> _Exercise brief_
Your task is to extract every entry that follows word for word while excluding the pictures.
--
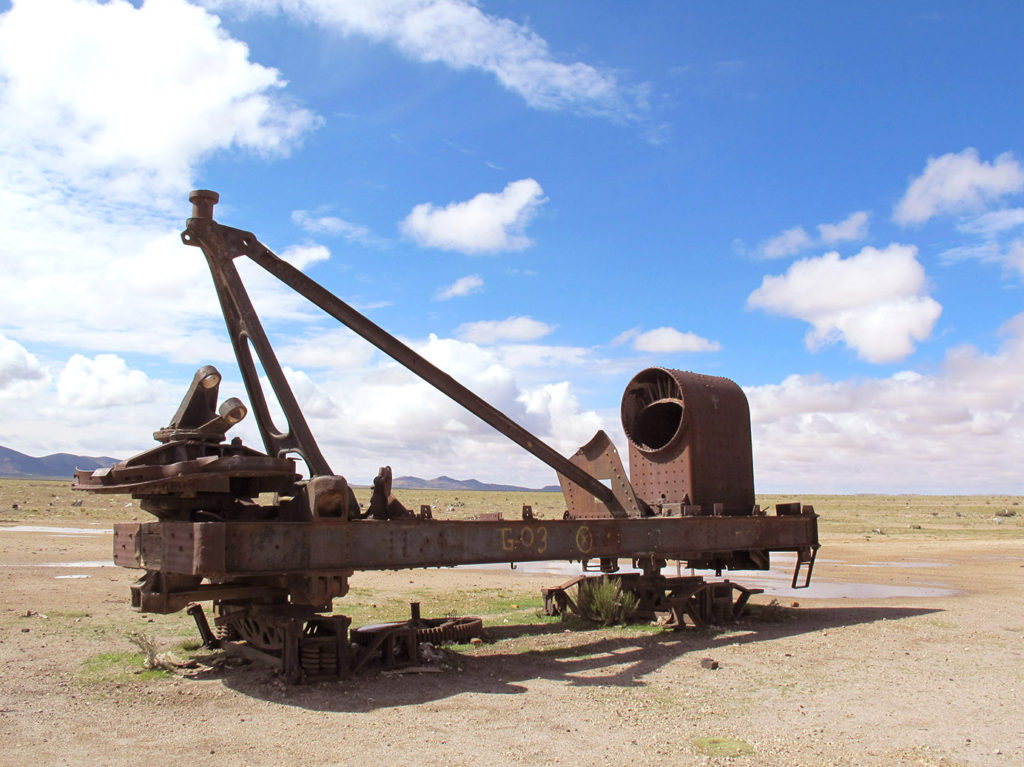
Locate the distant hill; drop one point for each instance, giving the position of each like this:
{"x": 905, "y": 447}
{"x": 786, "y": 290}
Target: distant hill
{"x": 448, "y": 483}
{"x": 14, "y": 465}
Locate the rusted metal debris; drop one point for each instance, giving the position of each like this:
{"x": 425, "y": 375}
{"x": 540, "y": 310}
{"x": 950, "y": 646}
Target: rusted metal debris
{"x": 272, "y": 570}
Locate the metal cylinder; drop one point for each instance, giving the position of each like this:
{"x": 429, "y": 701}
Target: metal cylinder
{"x": 689, "y": 438}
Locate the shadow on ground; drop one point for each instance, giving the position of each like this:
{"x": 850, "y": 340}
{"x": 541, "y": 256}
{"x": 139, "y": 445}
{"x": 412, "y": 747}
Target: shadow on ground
{"x": 602, "y": 661}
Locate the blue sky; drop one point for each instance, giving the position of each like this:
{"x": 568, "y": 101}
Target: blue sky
{"x": 823, "y": 203}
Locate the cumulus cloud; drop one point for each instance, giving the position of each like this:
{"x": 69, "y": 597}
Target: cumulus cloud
{"x": 324, "y": 224}
{"x": 487, "y": 223}
{"x": 876, "y": 302}
{"x": 16, "y": 365}
{"x": 104, "y": 381}
{"x": 788, "y": 243}
{"x": 668, "y": 341}
{"x": 956, "y": 182}
{"x": 512, "y": 329}
{"x": 301, "y": 256}
{"x": 852, "y": 227}
{"x": 78, "y": 94}
{"x": 90, "y": 154}
{"x": 795, "y": 241}
{"x": 1015, "y": 257}
{"x": 458, "y": 34}
{"x": 945, "y": 432}
{"x": 993, "y": 222}
{"x": 461, "y": 287}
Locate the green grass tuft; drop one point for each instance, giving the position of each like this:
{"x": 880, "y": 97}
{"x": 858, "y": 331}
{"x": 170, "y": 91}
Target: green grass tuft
{"x": 723, "y": 747}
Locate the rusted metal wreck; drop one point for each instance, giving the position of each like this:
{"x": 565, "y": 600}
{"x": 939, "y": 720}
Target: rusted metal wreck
{"x": 272, "y": 570}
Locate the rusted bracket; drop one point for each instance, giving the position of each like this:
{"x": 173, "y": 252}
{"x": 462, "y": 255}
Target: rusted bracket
{"x": 804, "y": 556}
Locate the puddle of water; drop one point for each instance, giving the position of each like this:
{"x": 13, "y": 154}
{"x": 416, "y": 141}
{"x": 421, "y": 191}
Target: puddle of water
{"x": 54, "y": 530}
{"x": 899, "y": 564}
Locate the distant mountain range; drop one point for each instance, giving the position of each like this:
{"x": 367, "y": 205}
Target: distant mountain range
{"x": 16, "y": 465}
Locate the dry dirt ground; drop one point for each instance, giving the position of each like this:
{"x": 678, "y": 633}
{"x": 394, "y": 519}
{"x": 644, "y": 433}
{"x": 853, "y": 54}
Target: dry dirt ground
{"x": 931, "y": 674}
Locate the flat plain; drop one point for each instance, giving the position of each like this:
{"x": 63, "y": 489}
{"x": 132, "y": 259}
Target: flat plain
{"x": 908, "y": 649}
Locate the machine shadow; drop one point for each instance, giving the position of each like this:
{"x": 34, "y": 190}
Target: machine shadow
{"x": 607, "y": 661}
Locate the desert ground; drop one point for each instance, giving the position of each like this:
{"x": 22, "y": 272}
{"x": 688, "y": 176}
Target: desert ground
{"x": 907, "y": 649}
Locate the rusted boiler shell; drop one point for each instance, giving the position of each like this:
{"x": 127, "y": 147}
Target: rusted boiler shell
{"x": 689, "y": 439}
--
> _Written response_
Locate the distant hill; drop one point for each instance, giving the position of each like this:
{"x": 905, "y": 447}
{"x": 786, "y": 290}
Target: distant hill
{"x": 448, "y": 483}
{"x": 14, "y": 465}
Locate the rusted metal debris; drop one point for each instance, giving the position of each like this:
{"x": 425, "y": 375}
{"x": 540, "y": 310}
{"x": 950, "y": 646}
Target: rusted metal debris
{"x": 272, "y": 570}
Locate the metal cylinder; drop one point for each instance, giving the position of each like this:
{"x": 429, "y": 701}
Target: metal cylinder
{"x": 689, "y": 438}
Locate the shadow on ground; drop one point for each instance, giving the position of each like this:
{"x": 850, "y": 340}
{"x": 541, "y": 256}
{"x": 139, "y": 445}
{"x": 412, "y": 747}
Target: shadow on ground
{"x": 602, "y": 661}
Locate the blue sky; drop one point for each instance, giving the position of each like this:
{"x": 568, "y": 101}
Target: blue sky
{"x": 823, "y": 203}
Locate the cumulus cloud; drop one point for each instance, giving the position of each like this:
{"x": 69, "y": 597}
Target: cumulus cloud
{"x": 324, "y": 224}
{"x": 487, "y": 223}
{"x": 876, "y": 302}
{"x": 16, "y": 365}
{"x": 104, "y": 381}
{"x": 788, "y": 243}
{"x": 668, "y": 341}
{"x": 956, "y": 182}
{"x": 512, "y": 329}
{"x": 301, "y": 256}
{"x": 852, "y": 227}
{"x": 78, "y": 94}
{"x": 90, "y": 154}
{"x": 795, "y": 241}
{"x": 1015, "y": 257}
{"x": 458, "y": 34}
{"x": 945, "y": 432}
{"x": 993, "y": 222}
{"x": 461, "y": 287}
Locate the green grass tuft; drop one point for each instance, giving the position of each like this:
{"x": 880, "y": 97}
{"x": 858, "y": 331}
{"x": 170, "y": 91}
Target: green grass tuft
{"x": 723, "y": 747}
Locate the rusted metal wreck; drop one point for each instance, giving the position of each like this:
{"x": 565, "y": 600}
{"x": 939, "y": 720}
Target: rusted metal wreck
{"x": 272, "y": 570}
Locate the rusted bracket; drop one point for each instance, giving the position of each like this:
{"x": 173, "y": 252}
{"x": 462, "y": 255}
Target: rusted bracket
{"x": 804, "y": 556}
Locate the puddle of water; drop one point for each instance, giving the position of each like this:
{"x": 13, "y": 154}
{"x": 416, "y": 141}
{"x": 421, "y": 191}
Target: puddle of water
{"x": 54, "y": 530}
{"x": 899, "y": 564}
Locate the distant mountain range; drop one point for each instance, giving the position of each like this:
{"x": 367, "y": 205}
Target: distant mountain range
{"x": 16, "y": 465}
Locate the dry dirt ground; drop one point for each instance, giving the position of each like this:
{"x": 678, "y": 633}
{"x": 394, "y": 519}
{"x": 644, "y": 433}
{"x": 853, "y": 54}
Target: dry dirt ground
{"x": 931, "y": 674}
Locate the flat plain; drop one point for each instance, giving the position of each like this:
{"x": 63, "y": 489}
{"x": 132, "y": 259}
Target: flat plain
{"x": 908, "y": 649}
Locate the machine shadow; drop one point for each instance, giving the position of each like this:
{"x": 34, "y": 190}
Target: machine shadow
{"x": 607, "y": 661}
Locate the desert ground; drop one point for each instance, giving the position of each like this:
{"x": 22, "y": 272}
{"x": 688, "y": 176}
Target: desert ground
{"x": 907, "y": 649}
Locate the rusted boiler shell; drop one point for each instance, giving the position of each like this:
{"x": 127, "y": 147}
Target: rusted boiler shell
{"x": 689, "y": 439}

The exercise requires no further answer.